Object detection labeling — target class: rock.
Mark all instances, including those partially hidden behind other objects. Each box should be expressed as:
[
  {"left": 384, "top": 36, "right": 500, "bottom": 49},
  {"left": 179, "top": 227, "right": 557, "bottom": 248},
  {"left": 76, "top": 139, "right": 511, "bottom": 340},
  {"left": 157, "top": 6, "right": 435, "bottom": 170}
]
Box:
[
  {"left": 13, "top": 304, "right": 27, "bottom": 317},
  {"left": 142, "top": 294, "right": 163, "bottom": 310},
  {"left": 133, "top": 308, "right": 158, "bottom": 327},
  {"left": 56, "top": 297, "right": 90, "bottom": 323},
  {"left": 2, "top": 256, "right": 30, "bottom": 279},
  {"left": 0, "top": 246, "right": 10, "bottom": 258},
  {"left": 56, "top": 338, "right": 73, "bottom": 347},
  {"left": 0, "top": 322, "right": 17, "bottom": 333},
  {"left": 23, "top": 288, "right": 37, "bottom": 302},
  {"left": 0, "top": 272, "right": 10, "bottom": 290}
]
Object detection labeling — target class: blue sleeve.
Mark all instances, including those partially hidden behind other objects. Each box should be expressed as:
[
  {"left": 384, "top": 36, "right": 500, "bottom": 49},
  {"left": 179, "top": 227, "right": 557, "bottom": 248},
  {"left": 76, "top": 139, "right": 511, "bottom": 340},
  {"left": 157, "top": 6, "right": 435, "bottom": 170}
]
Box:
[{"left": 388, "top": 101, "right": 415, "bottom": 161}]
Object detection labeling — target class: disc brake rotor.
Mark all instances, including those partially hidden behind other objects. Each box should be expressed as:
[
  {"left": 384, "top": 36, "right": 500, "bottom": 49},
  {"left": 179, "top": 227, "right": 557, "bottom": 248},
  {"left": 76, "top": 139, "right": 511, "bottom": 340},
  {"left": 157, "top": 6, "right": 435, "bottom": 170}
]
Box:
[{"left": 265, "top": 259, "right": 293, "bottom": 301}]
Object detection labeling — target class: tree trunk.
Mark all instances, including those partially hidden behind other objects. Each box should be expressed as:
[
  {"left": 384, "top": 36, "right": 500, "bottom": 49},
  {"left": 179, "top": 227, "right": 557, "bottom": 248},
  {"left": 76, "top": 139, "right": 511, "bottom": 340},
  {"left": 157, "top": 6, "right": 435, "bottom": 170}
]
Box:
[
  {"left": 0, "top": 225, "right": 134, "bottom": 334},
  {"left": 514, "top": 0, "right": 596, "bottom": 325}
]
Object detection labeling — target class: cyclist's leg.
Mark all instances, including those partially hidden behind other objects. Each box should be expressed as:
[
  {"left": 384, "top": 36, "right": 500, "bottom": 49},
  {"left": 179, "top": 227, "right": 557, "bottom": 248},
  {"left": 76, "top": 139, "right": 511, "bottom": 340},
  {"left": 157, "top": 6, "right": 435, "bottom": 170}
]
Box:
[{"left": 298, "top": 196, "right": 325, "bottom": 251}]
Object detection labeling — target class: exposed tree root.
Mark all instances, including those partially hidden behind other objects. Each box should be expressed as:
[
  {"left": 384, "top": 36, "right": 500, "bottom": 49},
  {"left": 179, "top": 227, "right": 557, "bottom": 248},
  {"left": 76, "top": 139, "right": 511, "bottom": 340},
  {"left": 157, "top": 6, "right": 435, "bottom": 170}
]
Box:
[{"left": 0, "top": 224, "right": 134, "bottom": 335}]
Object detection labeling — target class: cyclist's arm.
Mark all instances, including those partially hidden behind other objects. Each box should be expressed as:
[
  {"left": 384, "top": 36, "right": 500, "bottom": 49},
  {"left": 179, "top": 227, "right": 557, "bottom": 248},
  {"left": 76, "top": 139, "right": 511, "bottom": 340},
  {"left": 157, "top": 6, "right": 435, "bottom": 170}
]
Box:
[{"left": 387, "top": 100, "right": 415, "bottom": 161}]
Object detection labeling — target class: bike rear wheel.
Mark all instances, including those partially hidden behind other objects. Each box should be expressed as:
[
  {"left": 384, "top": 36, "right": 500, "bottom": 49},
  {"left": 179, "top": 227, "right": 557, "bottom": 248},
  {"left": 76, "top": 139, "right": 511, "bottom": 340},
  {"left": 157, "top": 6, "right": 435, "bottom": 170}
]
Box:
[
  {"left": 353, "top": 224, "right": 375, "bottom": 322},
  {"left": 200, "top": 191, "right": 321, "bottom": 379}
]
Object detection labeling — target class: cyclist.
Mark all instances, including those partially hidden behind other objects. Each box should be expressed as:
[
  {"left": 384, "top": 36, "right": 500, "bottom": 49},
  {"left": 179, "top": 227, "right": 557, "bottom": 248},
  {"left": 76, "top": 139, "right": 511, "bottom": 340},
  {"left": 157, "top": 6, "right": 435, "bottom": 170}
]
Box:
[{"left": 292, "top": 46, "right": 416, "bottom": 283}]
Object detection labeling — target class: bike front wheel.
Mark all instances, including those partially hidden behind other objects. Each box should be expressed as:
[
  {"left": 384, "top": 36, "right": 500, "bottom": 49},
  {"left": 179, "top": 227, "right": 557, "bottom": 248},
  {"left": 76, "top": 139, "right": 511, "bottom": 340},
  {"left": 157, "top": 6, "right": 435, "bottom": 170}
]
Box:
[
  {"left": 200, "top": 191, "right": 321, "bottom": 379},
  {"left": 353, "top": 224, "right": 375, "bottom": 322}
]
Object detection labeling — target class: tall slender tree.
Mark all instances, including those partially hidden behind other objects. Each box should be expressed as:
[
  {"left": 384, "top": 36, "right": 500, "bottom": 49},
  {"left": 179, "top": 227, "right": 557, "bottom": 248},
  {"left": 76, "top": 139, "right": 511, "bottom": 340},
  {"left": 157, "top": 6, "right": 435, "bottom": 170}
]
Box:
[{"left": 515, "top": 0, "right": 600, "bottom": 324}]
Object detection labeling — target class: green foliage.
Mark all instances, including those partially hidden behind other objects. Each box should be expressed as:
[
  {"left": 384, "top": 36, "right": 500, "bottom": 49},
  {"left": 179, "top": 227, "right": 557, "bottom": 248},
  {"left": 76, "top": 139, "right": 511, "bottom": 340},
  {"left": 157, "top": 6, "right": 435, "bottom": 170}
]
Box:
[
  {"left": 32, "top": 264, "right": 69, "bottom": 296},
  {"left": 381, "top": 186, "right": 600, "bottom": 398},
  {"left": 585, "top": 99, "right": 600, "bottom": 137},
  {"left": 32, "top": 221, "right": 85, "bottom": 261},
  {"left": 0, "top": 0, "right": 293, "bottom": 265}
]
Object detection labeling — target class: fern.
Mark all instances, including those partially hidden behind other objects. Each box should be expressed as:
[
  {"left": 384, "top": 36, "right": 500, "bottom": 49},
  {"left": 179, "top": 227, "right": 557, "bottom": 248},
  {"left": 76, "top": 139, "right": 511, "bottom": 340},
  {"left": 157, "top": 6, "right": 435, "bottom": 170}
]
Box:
++++++
* **WRITTEN PROBLEM**
Copy everything from the line containing "Object detection labeling — target class: green" down to the end of the records. Multiply each bounding-box coordinate in the answers by 0.75 and round it to a whole number, rounding halves up, and leave all other text and numbers unchanged.

* **THE SOLUTION**
Object detection labeling — target class: green foliage.
Mark all instances, including those partially hidden behind other objects. Each box should be expressed as:
[
  {"left": 384, "top": 36, "right": 500, "bottom": 49},
  {"left": 179, "top": 227, "right": 557, "bottom": 248},
  {"left": 76, "top": 139, "right": 511, "bottom": 340},
  {"left": 157, "top": 6, "right": 435, "bottom": 170}
]
Box:
[
  {"left": 24, "top": 198, "right": 52, "bottom": 222},
  {"left": 286, "top": 140, "right": 450, "bottom": 299},
  {"left": 439, "top": 74, "right": 450, "bottom": 103},
  {"left": 24, "top": 166, "right": 64, "bottom": 196},
  {"left": 0, "top": 0, "right": 220, "bottom": 199}
]
Object detection labeling — target class: fern.
Mark all instances, including those partially hidden behind other objects. Each box should be expressed as:
[
  {"left": 384, "top": 36, "right": 500, "bottom": 49},
  {"left": 179, "top": 227, "right": 557, "bottom": 248},
  {"left": 76, "top": 139, "right": 511, "bottom": 340},
  {"left": 157, "top": 6, "right": 435, "bottom": 170}
]
Box:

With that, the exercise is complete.